Exercise prompt: In the data below, begin at the line that contains "The scan below contains the light" and stop after the line that contains "[132,147,145,154]". Reproduce those lines with "pinpoint" changed to "identify", leaving everything else unaltered and omitting the pictures.

═══ Listing ═══

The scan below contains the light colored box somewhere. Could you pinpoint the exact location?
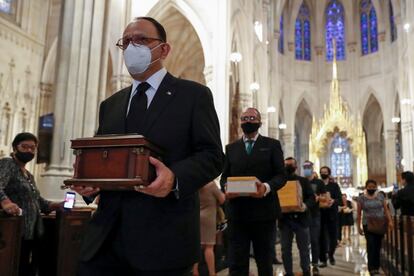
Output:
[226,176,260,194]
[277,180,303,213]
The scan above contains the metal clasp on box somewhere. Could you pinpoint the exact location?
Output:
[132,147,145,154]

═══
═══ Listing ═══

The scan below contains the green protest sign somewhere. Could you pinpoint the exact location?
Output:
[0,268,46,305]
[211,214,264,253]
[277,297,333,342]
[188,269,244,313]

═══

Output of the exercise:
The scan below contains the light colored box somewhere. Could you identify the exact location?
Output:
[226,176,260,194]
[277,180,303,213]
The scan above contains the metal clasp on box somewhere. Could you identify the exact location?
Output:
[132,147,145,154]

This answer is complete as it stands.